— Passage provided —
begin

And then the ostracization and social exclusionary tactics kicked in. To the point where our other friends wouldn’t speak to me or look at me. If we passed each other, they would suddenly find the floor, the ceiling, their watch interesting — just to avoid even being friendly and cordial with me. Even though they had nothing to do with whatever my roommates thought of me. Everything fun was happening without me, just like that. I was alone and still had to live and work with these people, and I endured months of misery.

I relayed these problems to the psychologist. What am I doing wrong? Why are my best friends behaving this way toward me? (for the record, I never rubbed in their faces that I was in college)

“Sounds like you need new friends,” she concluded.

end

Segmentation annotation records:

begin

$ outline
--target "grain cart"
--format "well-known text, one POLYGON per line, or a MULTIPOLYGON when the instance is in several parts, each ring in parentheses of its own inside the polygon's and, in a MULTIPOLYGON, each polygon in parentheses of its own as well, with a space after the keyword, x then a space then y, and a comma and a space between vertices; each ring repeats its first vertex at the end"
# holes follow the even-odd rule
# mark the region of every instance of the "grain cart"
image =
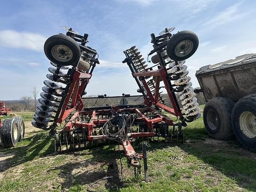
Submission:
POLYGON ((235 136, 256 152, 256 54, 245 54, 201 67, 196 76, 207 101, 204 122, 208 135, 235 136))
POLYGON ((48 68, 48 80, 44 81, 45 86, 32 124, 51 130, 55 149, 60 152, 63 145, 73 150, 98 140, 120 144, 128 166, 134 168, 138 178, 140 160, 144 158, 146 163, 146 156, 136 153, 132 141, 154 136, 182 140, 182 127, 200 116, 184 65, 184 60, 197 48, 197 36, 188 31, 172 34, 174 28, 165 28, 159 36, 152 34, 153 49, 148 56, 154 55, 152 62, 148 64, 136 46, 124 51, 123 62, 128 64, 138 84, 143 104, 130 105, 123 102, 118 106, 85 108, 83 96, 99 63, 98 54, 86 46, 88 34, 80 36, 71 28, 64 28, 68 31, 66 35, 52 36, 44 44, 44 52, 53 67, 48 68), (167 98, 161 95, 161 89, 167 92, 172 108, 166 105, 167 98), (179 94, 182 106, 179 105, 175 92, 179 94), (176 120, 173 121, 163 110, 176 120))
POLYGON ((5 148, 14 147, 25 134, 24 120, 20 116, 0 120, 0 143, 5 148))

end
begin

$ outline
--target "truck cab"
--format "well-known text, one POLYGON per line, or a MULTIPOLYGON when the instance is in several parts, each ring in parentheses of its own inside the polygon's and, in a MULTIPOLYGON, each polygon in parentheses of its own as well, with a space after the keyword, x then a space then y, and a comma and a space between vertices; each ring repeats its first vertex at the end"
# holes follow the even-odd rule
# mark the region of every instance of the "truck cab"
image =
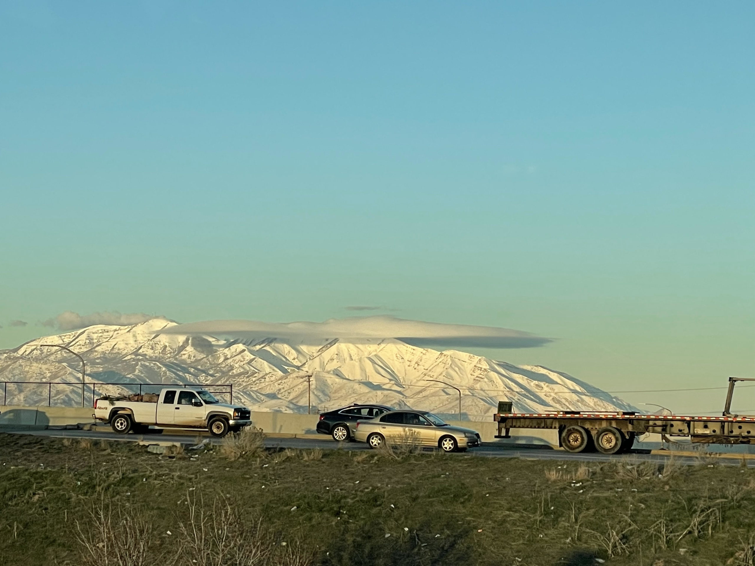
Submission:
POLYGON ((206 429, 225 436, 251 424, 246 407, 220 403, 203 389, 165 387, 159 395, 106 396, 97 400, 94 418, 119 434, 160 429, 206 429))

end

— To do —
A: Repeat the passage about being shut out by friends between "And then the" and "months of misery.", inclusive.
B: Gather each line of the records that contains the string "mark", treating uppercase and lowercase as different.
The passage and the records are unrelated to each other.

— Outputs by task —
A:
And then the ostracization and social exclusionary tactics kicked in. To the point where our other friends wouldn’t speak to me or look at me. If we passed each other, they would suddenly find the floor, the ceiling, their watch interesting — just to avoid even being friendly and cordial with me. Even though they had nothing to do with whatever my roommates thought of me. Everything fun was happening without me, just like that. I was alone and still had to live and work with these people, and I endured months of misery.

B:
# mark the region of every instance of the "grain cart"
# mark the region of every instance of the "truck cab"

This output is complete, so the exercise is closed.